• _What this task involves_
Format every line of the rows below as a JSON list of strings, one string per line, omitting blank lines. Leave the pictures out of the answer.

::: Dataset content :::

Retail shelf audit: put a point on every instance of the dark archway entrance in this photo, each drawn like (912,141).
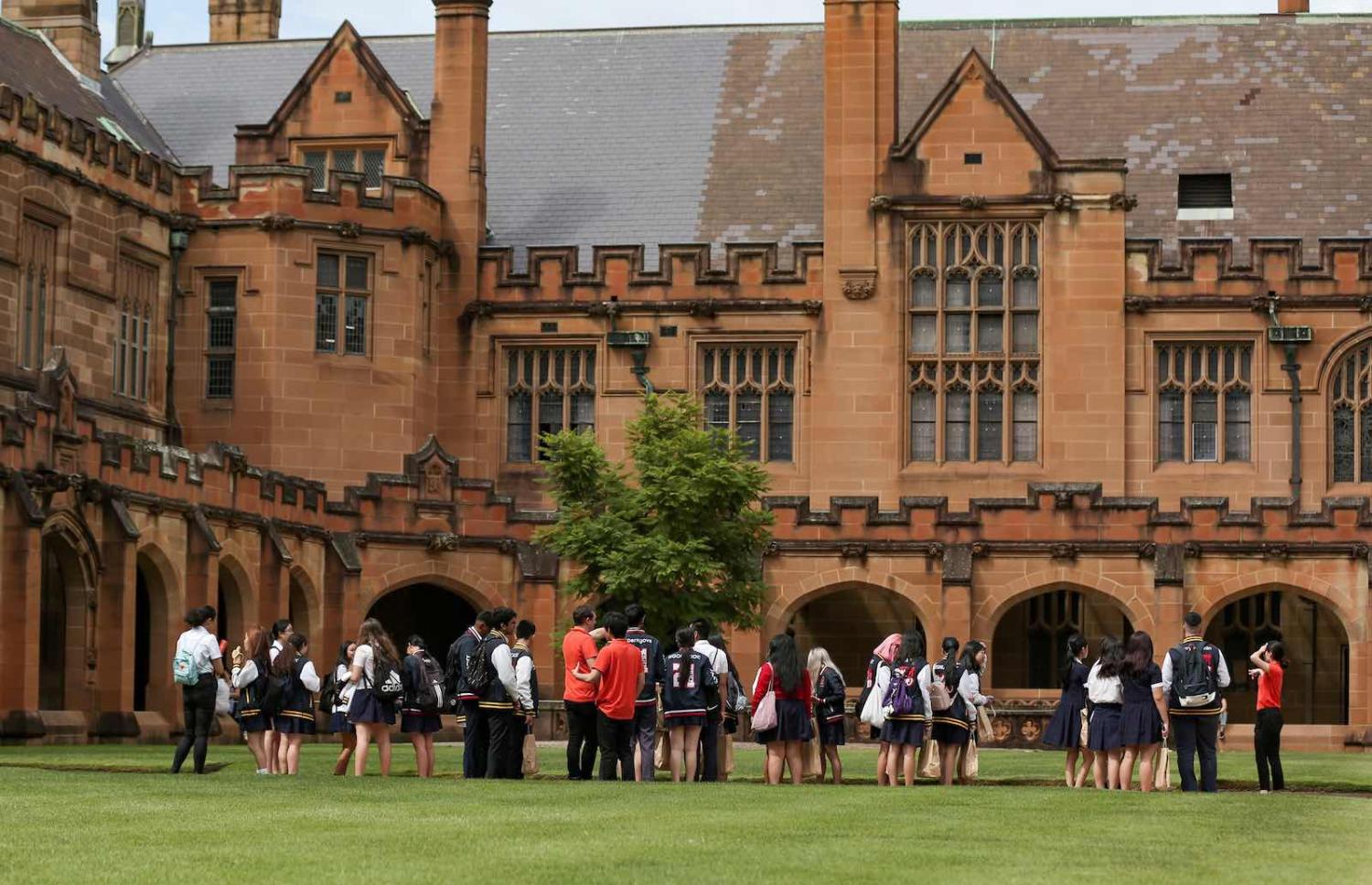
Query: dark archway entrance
(1029,645)
(62,627)
(430,611)
(850,622)
(1314,689)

:::

• _Response below_
[
  "Retail shelf audit: put a point on every instance of the dark archway entrance in this photo, each drawn like (912,141).",
  "Query: dark archway entrance",
  "(1029,645)",
  "(62,627)",
  "(430,611)",
  "(850,622)",
  "(1314,689)"
]